WHAT THIS TASK INVOLVES: Each entry must come back word for word; drop the images as you go.
**** DATA ****
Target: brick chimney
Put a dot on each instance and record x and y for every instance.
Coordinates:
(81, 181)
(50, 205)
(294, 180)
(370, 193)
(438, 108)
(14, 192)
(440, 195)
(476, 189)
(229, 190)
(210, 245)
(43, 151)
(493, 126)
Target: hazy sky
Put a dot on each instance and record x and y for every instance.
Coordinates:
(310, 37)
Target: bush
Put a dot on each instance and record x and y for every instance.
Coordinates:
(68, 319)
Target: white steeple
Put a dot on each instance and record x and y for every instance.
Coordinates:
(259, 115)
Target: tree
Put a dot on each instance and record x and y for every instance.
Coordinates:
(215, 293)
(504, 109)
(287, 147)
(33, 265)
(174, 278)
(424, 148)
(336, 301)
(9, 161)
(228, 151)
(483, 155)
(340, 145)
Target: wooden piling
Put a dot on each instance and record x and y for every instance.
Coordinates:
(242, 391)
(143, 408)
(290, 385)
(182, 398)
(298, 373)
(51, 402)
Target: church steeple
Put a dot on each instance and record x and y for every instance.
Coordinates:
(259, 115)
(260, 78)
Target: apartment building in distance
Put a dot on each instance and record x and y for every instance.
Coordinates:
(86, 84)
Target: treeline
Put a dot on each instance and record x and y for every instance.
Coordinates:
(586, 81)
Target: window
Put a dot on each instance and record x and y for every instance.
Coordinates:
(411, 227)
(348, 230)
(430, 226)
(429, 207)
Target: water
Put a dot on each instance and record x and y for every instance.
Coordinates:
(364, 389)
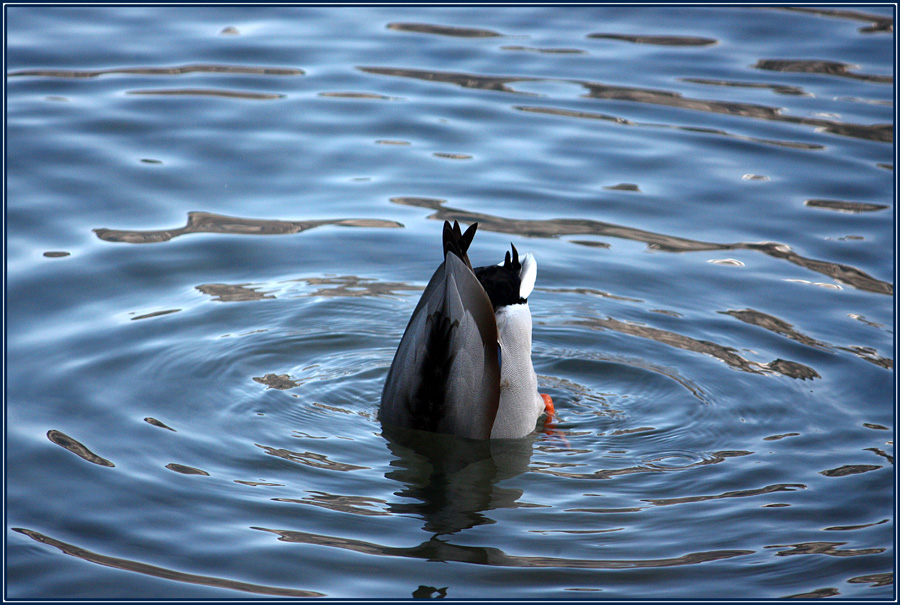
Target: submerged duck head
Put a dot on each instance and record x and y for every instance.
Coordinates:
(463, 366)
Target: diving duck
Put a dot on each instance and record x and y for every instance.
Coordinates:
(463, 366)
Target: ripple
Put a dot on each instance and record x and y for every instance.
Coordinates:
(598, 90)
(444, 30)
(659, 40)
(744, 493)
(878, 24)
(159, 71)
(831, 68)
(77, 448)
(850, 469)
(657, 241)
(438, 550)
(161, 572)
(208, 222)
(843, 206)
(310, 459)
(186, 470)
(208, 92)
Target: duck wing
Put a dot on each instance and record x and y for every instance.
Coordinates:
(445, 377)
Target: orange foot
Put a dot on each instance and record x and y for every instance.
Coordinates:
(548, 404)
(549, 427)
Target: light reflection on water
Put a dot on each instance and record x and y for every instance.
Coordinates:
(711, 204)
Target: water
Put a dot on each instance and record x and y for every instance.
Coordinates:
(220, 219)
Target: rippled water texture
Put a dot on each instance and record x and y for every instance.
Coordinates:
(219, 221)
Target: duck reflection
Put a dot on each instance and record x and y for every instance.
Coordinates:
(449, 481)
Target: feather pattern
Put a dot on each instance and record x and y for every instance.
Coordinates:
(447, 376)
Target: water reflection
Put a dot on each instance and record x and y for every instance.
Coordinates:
(208, 222)
(729, 355)
(453, 481)
(659, 40)
(436, 549)
(597, 90)
(162, 572)
(158, 71)
(877, 22)
(831, 68)
(209, 92)
(444, 30)
(657, 241)
(77, 448)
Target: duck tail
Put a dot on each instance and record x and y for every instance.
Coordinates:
(457, 242)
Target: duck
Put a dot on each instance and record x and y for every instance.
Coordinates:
(463, 366)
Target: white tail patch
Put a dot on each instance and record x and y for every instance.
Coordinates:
(527, 275)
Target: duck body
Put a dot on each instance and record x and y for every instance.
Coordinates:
(463, 366)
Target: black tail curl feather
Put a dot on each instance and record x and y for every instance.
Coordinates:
****
THE ANSWER:
Target: brick chimney
Put a dot on each instance and record x and y for every instance.
Coordinates:
(81, 181)
(50, 205)
(294, 180)
(370, 193)
(438, 108)
(14, 192)
(440, 195)
(476, 189)
(229, 190)
(210, 245)
(43, 151)
(493, 126)
Target: hazy sky
Put a dot on each instance and record x and y for every instance.
Coordinates:
(310, 37)
Target: bush
Put a dot on each instance and record x and y for every instance.
Coordinates:
(68, 319)
Target: white steeple
Put a dot on each instance and record x and y for every instance.
Coordinates:
(259, 115)
Target: tree
Put a dot on each instance and record x and y for every instance.
Coordinates:
(215, 293)
(504, 109)
(287, 147)
(33, 265)
(174, 278)
(424, 148)
(336, 301)
(9, 161)
(228, 151)
(483, 155)
(340, 145)
Target: wooden piling
Put a dot on each instance and record x and y for every instance.
Coordinates:
(242, 391)
(143, 408)
(290, 385)
(182, 398)
(298, 373)
(51, 402)
Target: church steeple
Put a dot on each instance and record x and y for every instance.
Coordinates:
(259, 115)
(260, 78)
Target: apartment building in distance
Put a dot on each instance and record x and y for every instance.
Coordinates:
(86, 84)
Target: treeline
Put a dot on each instance and record x and y for every instance.
Coordinates:
(586, 81)
Target: window
Put a dot on each instance and record x and y for every instance.
Coordinates:
(411, 227)
(348, 230)
(430, 226)
(429, 207)
Target: water
Put a dot on each instance and record x and y for every instance.
Coordinates:
(364, 389)
Target: submerged duck head
Put a dot on each instance and record x and y for every instance.
Coordinates:
(463, 366)
Target: diving duck
Put a dot on each instance and record x and y for every instance.
Coordinates:
(463, 366)
Target: ripple
Put a dot on each instance and record x and y for every instance.
Coordinates:
(598, 90)
(444, 30)
(659, 40)
(744, 493)
(878, 24)
(159, 71)
(831, 68)
(77, 448)
(850, 469)
(657, 241)
(438, 550)
(161, 572)
(208, 222)
(843, 206)
(310, 459)
(186, 470)
(208, 92)
Target: duck wing
Put a dot on each instance and record x and y for every instance.
Coordinates:
(445, 377)
Target: orange foot
Put a dot on each instance and record x and y for every instance.
Coordinates:
(548, 404)
(549, 427)
Target: light reflection on water
Put a dot on each instance and record x and y for every instance.
Coordinates:
(711, 204)
Target: water
Put a dot on each instance and record x and y for every instance.
Coordinates:
(220, 219)
Target: rippled water texture
Put a dot on each instance and record x and y for every instance.
Coordinates:
(219, 221)
Target: duck reflection
Put a dot on each instance and record x and y for every instance.
Coordinates:
(449, 481)
Target: feather pattern
Put a dot on each instance and record x and y for every instance.
Coordinates:
(447, 376)
Target: water reflection
Put a dot on each instance and record x and y for every instance.
Coordinates:
(208, 222)
(729, 355)
(453, 481)
(659, 40)
(436, 549)
(597, 90)
(162, 572)
(158, 71)
(877, 22)
(831, 68)
(209, 92)
(444, 30)
(657, 241)
(77, 448)
Target: duck tail
Put a dot on each instance and record x and y for every instance.
Coordinates:
(457, 242)
Target: duck
Put a dot on each instance and record x and y for every instance.
Coordinates:
(463, 366)
Target: white tail patch
Put a dot on each instance and record x and y for every instance.
Coordinates:
(527, 275)
Target: duck body
Put a dot on each instance and record x and y for every instance.
Coordinates:
(463, 366)
Target: black tail curl feather
Put a dot on each instance and record x and y for every instance.
Coordinates:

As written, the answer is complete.